Тут надо заметить, что в 1934 году написать «Загнанных» Константиновский-Матвеев никак не мог, потому что в 1933-м они уже вышли в издательстве «Галлимар», да и белогвардейских преступлений роман тоже никак особенно не касается: елисаветградский погром, что очевидно любому читателю, был делом хозяйственных рук революционного крестьянства, да и не погрому роман, в сущности, посвящен, а пути уцелевших его жертв по полицейским комиссариатам, тюрьмам, беженским комитетам, гостиницам разных стран, в основном фантасмагорического Королевства Румынии.

 

...На этот раз мне дали 1500 франков, и я сел в поезд на Клермон-Ферран. Потом я написал «Странную семью» («Étrange famille»), сборник рассказов, получивший в 1936 году литературную премию Prix des Deux Magots, и «Вчера и давно» («Hier et autrefois»), воспоминания о детской жизни в России 1914 года.

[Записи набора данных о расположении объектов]
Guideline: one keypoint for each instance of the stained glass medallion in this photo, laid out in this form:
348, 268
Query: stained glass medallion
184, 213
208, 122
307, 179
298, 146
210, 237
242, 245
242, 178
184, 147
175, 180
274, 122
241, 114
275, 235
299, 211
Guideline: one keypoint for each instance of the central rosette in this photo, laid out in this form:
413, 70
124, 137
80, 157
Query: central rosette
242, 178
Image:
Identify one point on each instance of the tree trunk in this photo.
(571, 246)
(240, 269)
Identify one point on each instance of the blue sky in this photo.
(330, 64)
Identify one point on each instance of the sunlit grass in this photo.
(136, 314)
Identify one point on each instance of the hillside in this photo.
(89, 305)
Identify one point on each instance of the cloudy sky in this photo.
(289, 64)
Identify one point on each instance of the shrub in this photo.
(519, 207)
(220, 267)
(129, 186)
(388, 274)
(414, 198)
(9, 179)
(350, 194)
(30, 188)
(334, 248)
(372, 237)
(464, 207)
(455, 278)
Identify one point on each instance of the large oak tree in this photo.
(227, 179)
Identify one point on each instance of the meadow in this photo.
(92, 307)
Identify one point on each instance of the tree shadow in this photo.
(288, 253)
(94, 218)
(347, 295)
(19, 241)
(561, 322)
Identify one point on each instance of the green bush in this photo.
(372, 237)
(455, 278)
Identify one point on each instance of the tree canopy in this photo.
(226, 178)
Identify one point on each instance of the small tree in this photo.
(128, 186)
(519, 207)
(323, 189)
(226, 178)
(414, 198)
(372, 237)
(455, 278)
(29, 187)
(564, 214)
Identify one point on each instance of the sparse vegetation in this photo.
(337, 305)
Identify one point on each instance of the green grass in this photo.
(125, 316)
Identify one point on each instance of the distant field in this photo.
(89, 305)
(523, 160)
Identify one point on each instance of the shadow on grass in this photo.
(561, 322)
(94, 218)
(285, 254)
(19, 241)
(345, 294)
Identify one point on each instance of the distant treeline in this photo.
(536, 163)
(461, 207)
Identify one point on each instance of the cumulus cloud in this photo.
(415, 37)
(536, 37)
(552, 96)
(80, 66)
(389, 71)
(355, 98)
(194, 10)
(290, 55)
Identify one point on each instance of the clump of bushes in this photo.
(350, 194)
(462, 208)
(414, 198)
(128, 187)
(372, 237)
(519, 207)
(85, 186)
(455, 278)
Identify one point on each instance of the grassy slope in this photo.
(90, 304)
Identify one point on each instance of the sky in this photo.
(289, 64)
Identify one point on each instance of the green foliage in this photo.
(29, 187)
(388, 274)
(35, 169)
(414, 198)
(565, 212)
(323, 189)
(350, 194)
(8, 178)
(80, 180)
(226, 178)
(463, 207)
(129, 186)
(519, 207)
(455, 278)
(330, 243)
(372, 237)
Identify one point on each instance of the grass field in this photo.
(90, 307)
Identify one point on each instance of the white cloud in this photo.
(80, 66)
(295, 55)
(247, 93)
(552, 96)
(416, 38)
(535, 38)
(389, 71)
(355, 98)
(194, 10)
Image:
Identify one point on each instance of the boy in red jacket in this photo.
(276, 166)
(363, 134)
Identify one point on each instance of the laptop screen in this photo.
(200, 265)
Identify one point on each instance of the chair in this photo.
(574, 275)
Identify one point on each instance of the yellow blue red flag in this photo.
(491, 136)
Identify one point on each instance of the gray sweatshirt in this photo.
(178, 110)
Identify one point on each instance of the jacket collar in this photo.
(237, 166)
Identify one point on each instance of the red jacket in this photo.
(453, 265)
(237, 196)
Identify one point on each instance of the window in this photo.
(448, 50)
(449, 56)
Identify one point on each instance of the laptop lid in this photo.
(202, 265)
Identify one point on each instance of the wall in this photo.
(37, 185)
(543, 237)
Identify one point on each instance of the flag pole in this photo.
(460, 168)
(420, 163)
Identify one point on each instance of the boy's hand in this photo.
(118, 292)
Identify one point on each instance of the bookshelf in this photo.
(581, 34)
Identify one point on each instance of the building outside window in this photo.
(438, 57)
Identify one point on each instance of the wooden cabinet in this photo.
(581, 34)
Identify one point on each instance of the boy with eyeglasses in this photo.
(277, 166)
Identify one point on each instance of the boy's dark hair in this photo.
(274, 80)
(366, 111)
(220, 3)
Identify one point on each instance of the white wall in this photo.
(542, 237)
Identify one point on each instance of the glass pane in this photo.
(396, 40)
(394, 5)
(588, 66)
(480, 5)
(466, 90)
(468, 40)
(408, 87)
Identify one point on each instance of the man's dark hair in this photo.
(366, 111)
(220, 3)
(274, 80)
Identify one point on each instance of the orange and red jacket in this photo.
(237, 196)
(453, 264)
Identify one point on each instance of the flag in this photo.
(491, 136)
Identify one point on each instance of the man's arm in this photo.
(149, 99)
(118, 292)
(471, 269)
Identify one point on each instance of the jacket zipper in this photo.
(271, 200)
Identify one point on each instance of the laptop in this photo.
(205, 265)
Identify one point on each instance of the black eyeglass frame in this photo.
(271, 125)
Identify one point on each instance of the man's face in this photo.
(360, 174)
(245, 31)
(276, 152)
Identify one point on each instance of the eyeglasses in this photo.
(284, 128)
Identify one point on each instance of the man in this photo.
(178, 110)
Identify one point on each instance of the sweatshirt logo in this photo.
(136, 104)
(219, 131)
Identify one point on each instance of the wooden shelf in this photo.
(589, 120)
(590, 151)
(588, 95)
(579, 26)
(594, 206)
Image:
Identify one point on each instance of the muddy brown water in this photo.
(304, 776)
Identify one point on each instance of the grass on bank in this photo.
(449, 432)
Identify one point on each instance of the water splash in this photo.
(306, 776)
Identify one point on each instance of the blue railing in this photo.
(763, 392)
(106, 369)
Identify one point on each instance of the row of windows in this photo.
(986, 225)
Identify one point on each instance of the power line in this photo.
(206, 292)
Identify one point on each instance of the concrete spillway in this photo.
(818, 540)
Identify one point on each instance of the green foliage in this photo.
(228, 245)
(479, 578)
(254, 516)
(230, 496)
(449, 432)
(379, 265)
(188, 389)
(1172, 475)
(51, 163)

**ЧТО НУЖНО СДЕЛАТЬ:**
a - Ответьте по фрагменту текста на вопросы ниже:
(i) В каком году и в каком издательстве вышли «Загнанные»?
(ii) Какую премию получила «Странная семья» и в каком году?
(iii) Сколько франков дали «на этот раз» и куда шел поезд?
b - Продолжите текст о романе «Загнанные» и других книгах, начав сразу после его последнего предложения.

**ГОТОВЫЕ ОТВЕТЫ:**
a -
(i) В 1933 году, в издательстве «Галлимар».
(ii) Литературную премию Prix des Deux Magots, в 1936 году.
(iii) 1500 франков; поезд шел на Клермон-Ферран.

b -
Вдобавок к не совсем, как мы видели, надежным сведениям Иосифа Самсоновича, сообщим, что в 1947 году вышла его книга «Город художников» («La citeˆ des peintres»), где подробно описывается печальная жизнь маленькой колонии русских художников в Париже, а в 1959 году – роман о детстве «Далеко, давно» («Aillleurs, autrefois»).

С литературными делами на этом пока все, но что касается карьеры скульптора, то в том же 1964 году, когда состоялась беседа с «Юманите»[10], мэр израильского города Рамат-Ган выделил Жозефу Констану бесплатную мастерскую. С тех пор былой пассажир «Руслана», начиная с 50х годов и без того регулярно наведывавшийся в Израиль, стал жить на два дома, на две мастерские – рамат-ганскую и парижскую. 3 октября 1969 года он умер, одни источники говорят – в Париже, другие – в Израиле. Впрочем, у источников на его счет, включая сюда и его самого как источник, двоение данных – постоянное дело. Несомненно одно: ателье в Рамат-Гане после смерти хозяина было превращено в небольшой музей, и, пожалуй, когда я в следующий раз буду по соседству, непременно туда загляну. Животные Жозефа Констана очень милы, круглы и изгибисты, а среди ранних, еще одесских картин встречаются вполне увлекательные смещения плоскостей. Но вернемся к «Загнанным», его в свое время самой успешной, потом успешно забытой, хотя и не оставшейся во французской литературе без последствий книге.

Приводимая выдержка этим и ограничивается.